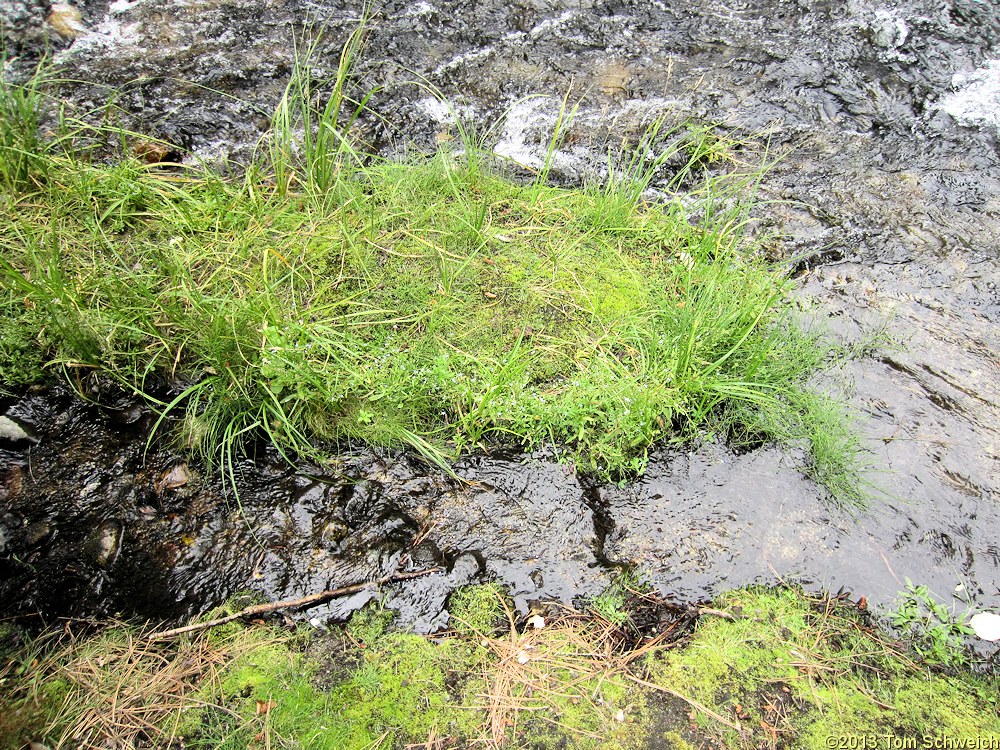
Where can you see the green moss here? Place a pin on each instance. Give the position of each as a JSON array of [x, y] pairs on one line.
[[479, 609], [434, 303], [812, 670]]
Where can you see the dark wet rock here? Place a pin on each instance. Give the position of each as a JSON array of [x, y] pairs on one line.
[[887, 195], [12, 432], [36, 533], [104, 543], [176, 476]]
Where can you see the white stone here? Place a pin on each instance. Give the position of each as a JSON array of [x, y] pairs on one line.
[[986, 625]]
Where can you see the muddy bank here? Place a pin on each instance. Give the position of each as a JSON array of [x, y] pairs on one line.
[[890, 192]]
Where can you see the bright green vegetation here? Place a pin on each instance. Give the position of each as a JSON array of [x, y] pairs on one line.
[[795, 671], [328, 294], [787, 672], [937, 632]]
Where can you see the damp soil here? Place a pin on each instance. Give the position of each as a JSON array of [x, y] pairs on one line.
[[887, 196]]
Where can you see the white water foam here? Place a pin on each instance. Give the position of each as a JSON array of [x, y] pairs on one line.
[[976, 98]]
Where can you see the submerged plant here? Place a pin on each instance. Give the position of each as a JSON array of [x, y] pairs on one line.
[[934, 630]]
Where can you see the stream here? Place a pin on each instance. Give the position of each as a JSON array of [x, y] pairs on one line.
[[887, 195]]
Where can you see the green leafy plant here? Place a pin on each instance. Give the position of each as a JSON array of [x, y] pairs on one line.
[[935, 631], [435, 303]]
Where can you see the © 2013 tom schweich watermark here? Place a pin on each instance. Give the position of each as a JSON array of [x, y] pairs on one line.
[[925, 742]]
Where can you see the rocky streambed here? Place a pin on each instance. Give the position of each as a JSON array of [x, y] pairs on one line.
[[887, 194]]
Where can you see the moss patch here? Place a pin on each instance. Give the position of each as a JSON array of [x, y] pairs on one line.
[[789, 671]]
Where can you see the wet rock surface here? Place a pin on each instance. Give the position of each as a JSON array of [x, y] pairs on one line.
[[890, 190]]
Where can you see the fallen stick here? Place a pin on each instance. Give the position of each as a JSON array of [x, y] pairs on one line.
[[305, 601]]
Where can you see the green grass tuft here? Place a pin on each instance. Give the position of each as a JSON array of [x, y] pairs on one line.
[[435, 303]]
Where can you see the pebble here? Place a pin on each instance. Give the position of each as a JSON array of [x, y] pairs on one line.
[[13, 432], [66, 21]]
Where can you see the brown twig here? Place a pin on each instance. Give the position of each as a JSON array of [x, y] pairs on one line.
[[305, 601]]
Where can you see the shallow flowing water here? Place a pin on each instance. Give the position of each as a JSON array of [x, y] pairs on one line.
[[890, 195]]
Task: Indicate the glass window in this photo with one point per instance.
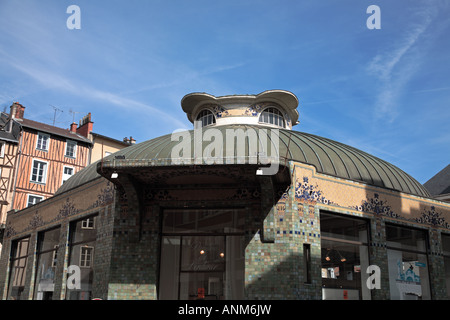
(206, 118)
(39, 171)
(48, 242)
(33, 199)
(82, 253)
(18, 271)
(446, 248)
(71, 149)
(202, 255)
(2, 149)
(407, 261)
(344, 257)
(67, 173)
(272, 116)
(42, 141)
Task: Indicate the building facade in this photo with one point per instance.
(47, 157)
(9, 145)
(241, 207)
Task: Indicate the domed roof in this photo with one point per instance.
(327, 156)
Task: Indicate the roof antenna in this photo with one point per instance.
(73, 113)
(54, 117)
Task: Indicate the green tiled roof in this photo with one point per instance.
(327, 156)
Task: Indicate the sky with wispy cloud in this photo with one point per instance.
(385, 91)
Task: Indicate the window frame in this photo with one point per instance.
(89, 249)
(35, 196)
(85, 223)
(63, 174)
(2, 148)
(47, 144)
(270, 111)
(74, 156)
(203, 117)
(44, 174)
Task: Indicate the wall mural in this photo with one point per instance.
(309, 192)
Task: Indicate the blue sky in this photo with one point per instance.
(384, 91)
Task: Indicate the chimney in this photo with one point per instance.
(130, 140)
(86, 126)
(17, 111)
(73, 127)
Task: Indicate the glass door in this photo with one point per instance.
(201, 265)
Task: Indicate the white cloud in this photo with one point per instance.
(396, 66)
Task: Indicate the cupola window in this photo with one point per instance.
(272, 116)
(206, 118)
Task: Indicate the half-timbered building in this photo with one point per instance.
(48, 156)
(9, 143)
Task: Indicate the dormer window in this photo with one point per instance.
(206, 117)
(272, 116)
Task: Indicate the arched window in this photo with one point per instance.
(206, 117)
(272, 116)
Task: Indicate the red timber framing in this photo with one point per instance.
(41, 167)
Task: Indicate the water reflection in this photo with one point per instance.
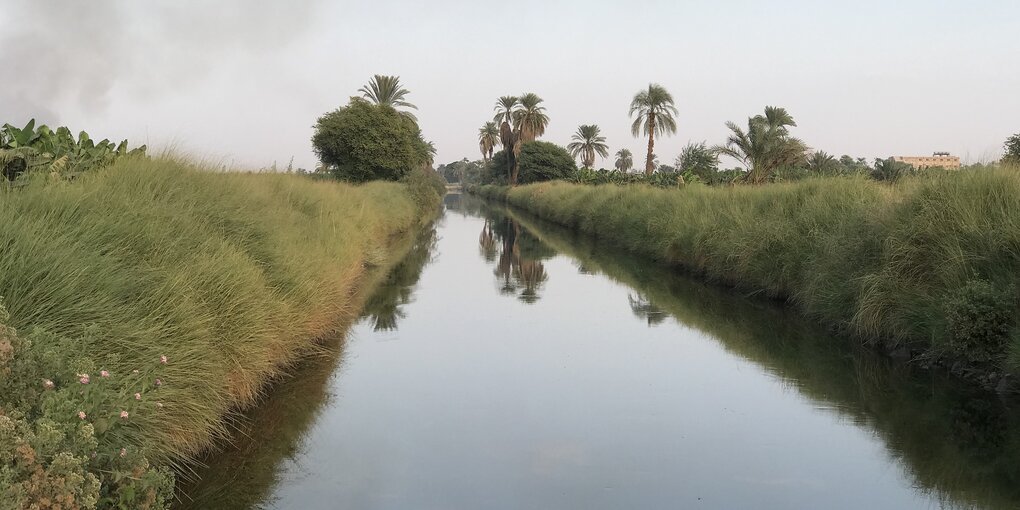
(518, 255)
(456, 418)
(643, 308)
(960, 445)
(385, 308)
(245, 473)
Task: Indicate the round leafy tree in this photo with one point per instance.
(539, 161)
(365, 142)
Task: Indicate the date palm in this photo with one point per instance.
(506, 106)
(384, 90)
(766, 145)
(822, 163)
(655, 116)
(489, 138)
(529, 117)
(587, 143)
(624, 160)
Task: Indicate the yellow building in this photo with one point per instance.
(937, 159)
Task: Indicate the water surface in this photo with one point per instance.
(507, 363)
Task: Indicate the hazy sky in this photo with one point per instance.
(243, 82)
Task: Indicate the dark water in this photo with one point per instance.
(507, 363)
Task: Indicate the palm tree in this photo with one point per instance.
(587, 143)
(489, 138)
(530, 118)
(765, 146)
(429, 154)
(822, 163)
(655, 111)
(624, 160)
(388, 91)
(505, 107)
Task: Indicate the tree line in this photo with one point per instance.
(376, 137)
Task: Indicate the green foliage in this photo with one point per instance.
(363, 142)
(980, 319)
(700, 160)
(425, 188)
(588, 143)
(57, 152)
(489, 138)
(766, 146)
(1011, 151)
(539, 161)
(464, 171)
(877, 260)
(624, 160)
(655, 115)
(890, 169)
(67, 427)
(383, 90)
(232, 276)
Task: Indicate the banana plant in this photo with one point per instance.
(58, 152)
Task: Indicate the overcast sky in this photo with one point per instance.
(242, 82)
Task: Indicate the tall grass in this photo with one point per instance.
(895, 262)
(232, 276)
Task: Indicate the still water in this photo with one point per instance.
(508, 363)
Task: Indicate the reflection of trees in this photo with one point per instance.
(271, 432)
(384, 308)
(958, 445)
(518, 272)
(644, 309)
(487, 243)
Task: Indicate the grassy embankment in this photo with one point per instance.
(929, 264)
(231, 276)
(953, 442)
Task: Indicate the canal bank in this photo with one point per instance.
(530, 366)
(925, 268)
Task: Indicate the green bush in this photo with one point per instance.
(980, 319)
(232, 276)
(363, 142)
(65, 423)
(425, 187)
(877, 259)
(539, 161)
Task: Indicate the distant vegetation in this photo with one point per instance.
(373, 138)
(40, 150)
(927, 264)
(146, 302)
(766, 149)
(655, 115)
(521, 119)
(537, 161)
(1012, 151)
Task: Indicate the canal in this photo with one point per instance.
(507, 363)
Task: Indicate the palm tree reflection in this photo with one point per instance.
(516, 271)
(644, 309)
(385, 308)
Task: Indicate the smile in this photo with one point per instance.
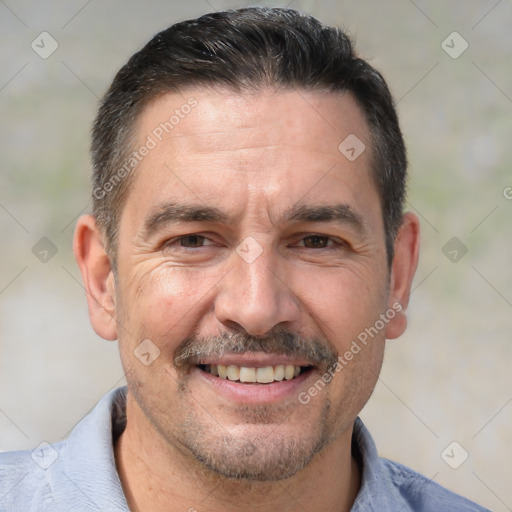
(260, 375)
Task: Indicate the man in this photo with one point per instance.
(248, 249)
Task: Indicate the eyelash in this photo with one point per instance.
(335, 243)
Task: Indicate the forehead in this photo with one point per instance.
(270, 147)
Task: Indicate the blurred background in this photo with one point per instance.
(443, 404)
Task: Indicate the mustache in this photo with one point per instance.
(195, 348)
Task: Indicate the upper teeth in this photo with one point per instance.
(262, 375)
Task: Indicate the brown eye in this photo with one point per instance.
(316, 242)
(192, 241)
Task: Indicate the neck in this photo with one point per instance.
(158, 477)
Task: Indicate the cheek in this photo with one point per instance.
(164, 303)
(345, 302)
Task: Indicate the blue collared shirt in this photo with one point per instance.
(79, 473)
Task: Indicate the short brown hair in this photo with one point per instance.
(245, 49)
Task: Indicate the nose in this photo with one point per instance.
(255, 296)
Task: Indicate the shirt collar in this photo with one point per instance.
(88, 459)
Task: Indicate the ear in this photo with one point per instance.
(405, 262)
(97, 275)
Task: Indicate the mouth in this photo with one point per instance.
(255, 375)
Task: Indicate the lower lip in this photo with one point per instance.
(255, 393)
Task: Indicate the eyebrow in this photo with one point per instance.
(175, 213)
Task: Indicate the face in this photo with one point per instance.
(249, 244)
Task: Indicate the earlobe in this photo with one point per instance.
(405, 262)
(97, 275)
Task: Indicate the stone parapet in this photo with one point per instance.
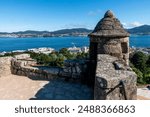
(113, 83)
(5, 65)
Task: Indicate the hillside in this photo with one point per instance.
(141, 30)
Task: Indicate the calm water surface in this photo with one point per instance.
(10, 44)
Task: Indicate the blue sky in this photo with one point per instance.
(20, 15)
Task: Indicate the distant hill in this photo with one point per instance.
(141, 30)
(71, 31)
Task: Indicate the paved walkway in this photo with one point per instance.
(15, 87)
(22, 88)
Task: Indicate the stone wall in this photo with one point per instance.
(114, 80)
(5, 65)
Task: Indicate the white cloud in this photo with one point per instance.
(93, 13)
(132, 24)
(75, 26)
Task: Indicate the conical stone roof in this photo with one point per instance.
(109, 26)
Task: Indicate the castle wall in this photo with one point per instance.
(5, 66)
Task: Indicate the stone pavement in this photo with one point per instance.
(15, 87)
(60, 89)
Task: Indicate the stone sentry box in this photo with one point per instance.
(109, 58)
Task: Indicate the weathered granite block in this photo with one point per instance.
(113, 84)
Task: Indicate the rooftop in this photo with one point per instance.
(109, 26)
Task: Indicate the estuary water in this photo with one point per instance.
(11, 44)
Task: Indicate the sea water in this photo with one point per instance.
(11, 44)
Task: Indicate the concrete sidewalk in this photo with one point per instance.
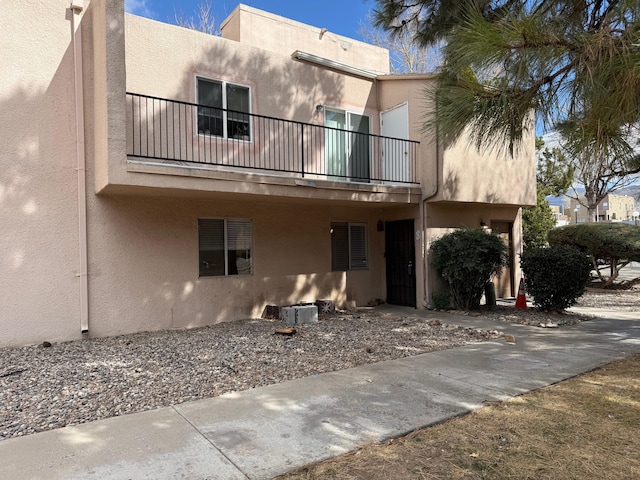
(260, 433)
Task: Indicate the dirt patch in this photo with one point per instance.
(586, 427)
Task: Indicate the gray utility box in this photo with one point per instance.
(299, 314)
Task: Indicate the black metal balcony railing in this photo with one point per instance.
(172, 131)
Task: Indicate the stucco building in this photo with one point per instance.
(154, 177)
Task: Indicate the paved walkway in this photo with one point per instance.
(260, 433)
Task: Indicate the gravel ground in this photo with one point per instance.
(42, 388)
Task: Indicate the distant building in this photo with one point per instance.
(612, 208)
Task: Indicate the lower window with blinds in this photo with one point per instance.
(349, 246)
(225, 247)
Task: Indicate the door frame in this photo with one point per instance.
(347, 141)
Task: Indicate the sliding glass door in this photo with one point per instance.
(347, 145)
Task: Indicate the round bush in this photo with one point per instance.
(555, 276)
(465, 259)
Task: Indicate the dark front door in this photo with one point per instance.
(400, 260)
(505, 282)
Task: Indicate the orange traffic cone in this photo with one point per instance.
(521, 301)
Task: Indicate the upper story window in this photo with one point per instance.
(225, 109)
(349, 246)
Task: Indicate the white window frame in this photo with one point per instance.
(351, 246)
(226, 246)
(224, 83)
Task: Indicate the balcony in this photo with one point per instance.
(169, 132)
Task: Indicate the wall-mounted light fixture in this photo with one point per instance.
(326, 62)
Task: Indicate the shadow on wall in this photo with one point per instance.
(498, 179)
(280, 87)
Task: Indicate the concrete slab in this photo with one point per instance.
(154, 445)
(315, 418)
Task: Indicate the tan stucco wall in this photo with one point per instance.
(398, 89)
(467, 175)
(38, 180)
(145, 271)
(142, 234)
(283, 36)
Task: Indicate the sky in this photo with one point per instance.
(343, 17)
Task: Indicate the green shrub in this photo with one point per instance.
(615, 244)
(465, 259)
(555, 276)
(441, 300)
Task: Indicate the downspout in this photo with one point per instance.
(423, 221)
(76, 8)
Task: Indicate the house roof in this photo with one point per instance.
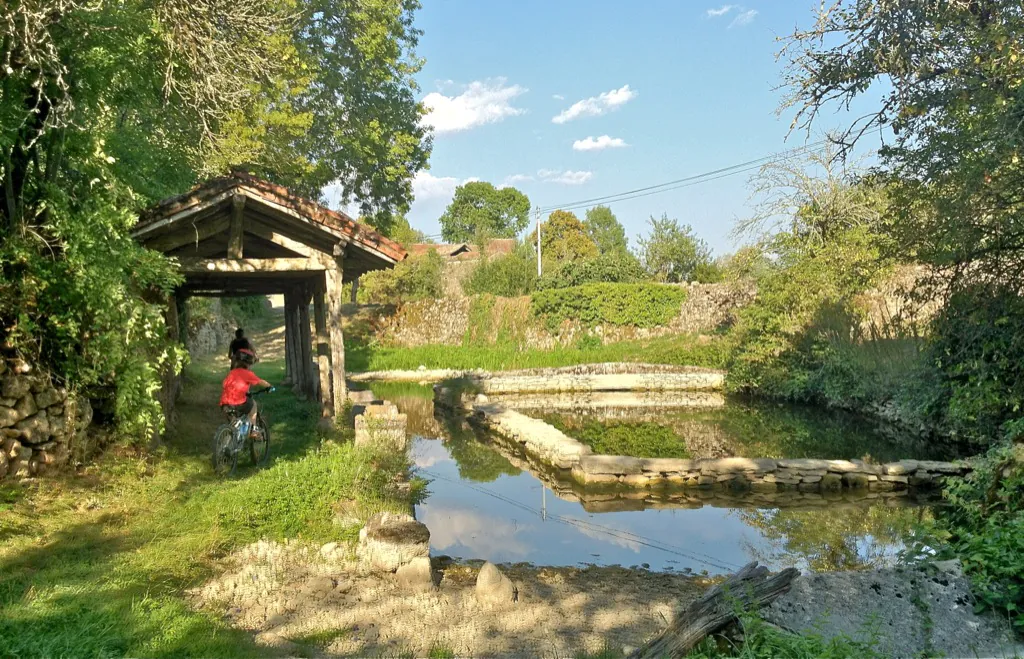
#####
### Given problem
Reproduce verbatim the lines of the entries above, starting with the line that contains "Where can you see the green grass" and going on through the line that contains "[[890, 195]]", both included.

### Right answer
Where can you see the green grass tuft here? Place a pin on each instance. Give the position of each as a JSON array of [x, y] pairs on one line.
[[435, 303]]
Where can you see the pebble here? Place a pin on each instance. Give the position of each as a JSON array of [x, y] pairs on one line.
[[13, 432], [66, 21]]
Where can you see the brown twig here? Place a pin on each instance. Give the position of each as a JSON array of [x, y] pairs on one line.
[[305, 601]]
Where can you see the shallow flowing water here? Place a pin on each instance. Give the position of each as a JSON array of [x, y] pairs on one line.
[[890, 195]]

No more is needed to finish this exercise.